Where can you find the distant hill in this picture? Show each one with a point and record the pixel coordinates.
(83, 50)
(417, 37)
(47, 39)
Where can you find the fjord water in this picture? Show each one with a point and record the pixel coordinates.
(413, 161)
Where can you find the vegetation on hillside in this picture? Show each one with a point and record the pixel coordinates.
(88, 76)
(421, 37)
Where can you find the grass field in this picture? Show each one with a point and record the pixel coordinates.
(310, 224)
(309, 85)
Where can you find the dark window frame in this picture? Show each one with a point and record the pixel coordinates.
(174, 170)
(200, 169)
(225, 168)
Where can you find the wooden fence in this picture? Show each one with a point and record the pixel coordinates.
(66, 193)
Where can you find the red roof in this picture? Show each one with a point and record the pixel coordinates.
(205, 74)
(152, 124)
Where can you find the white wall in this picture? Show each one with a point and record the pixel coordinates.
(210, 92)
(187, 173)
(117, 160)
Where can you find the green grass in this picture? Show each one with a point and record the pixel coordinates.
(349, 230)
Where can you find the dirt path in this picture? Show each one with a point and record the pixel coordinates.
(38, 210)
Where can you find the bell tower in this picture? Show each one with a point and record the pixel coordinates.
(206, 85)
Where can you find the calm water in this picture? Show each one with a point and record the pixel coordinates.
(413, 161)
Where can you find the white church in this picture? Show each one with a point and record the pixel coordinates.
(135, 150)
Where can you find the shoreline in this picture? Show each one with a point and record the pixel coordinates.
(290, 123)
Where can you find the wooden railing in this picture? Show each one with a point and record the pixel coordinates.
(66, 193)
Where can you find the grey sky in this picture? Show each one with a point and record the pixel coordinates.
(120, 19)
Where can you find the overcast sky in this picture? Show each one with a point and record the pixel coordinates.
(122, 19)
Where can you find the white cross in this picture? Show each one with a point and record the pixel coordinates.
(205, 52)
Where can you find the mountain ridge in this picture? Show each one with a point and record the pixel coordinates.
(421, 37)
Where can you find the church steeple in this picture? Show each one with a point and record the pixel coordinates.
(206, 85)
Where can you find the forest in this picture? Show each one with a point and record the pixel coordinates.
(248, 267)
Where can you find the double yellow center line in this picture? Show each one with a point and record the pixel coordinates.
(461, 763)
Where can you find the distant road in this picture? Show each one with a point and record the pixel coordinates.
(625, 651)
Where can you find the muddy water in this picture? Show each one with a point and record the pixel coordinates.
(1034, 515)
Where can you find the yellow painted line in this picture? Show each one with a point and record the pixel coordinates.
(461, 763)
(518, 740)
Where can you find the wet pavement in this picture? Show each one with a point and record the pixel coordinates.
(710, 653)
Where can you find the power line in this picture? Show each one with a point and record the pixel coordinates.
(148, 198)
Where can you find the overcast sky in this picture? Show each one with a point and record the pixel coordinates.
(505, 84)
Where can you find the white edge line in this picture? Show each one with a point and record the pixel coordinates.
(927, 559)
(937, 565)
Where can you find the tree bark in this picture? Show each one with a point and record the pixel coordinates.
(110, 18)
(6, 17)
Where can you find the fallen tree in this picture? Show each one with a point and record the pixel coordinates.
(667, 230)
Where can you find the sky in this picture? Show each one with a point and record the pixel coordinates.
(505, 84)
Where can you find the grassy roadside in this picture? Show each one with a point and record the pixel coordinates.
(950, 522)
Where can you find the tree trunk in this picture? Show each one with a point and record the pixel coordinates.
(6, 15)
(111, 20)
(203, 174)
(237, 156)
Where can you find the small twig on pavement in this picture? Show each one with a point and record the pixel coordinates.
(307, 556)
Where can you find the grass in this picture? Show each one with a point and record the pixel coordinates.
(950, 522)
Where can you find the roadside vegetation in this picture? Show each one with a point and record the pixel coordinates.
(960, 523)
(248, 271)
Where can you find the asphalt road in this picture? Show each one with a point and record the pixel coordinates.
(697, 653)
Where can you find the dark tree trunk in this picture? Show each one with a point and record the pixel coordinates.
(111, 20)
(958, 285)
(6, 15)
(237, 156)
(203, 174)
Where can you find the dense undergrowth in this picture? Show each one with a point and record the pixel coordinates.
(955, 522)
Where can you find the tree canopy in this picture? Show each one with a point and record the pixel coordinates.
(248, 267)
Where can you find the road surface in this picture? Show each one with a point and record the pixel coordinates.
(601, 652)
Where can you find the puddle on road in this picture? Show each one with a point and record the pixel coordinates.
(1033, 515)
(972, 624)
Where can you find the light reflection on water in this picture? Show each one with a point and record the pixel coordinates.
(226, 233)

◆ **WHAT IS ASKED**: The lines to quote run from the one containing "Where can you find the dense" through the final line of the material above; please give them exactly, both ends included, and nothing else.

◆ **SOLVED PROBLEM**:
Where can you find the dense undergrowth in this picture? Show each one with a point and record the pixel coordinates.
(955, 522)
Where can you find the tree canopy in this picture? Show each one with a point and record the pixel coordinates.
(248, 267)
Where can you find the road surface in this picture? Show each one with a point and record the pixel coordinates.
(601, 652)
Where can you find the puddle on road in this picture? Show each one with a point and record the pixel coordinates.
(1033, 515)
(972, 624)
Where can you find the light reflection on water in this picture? Show each one with a point and record the pixel coordinates.
(226, 233)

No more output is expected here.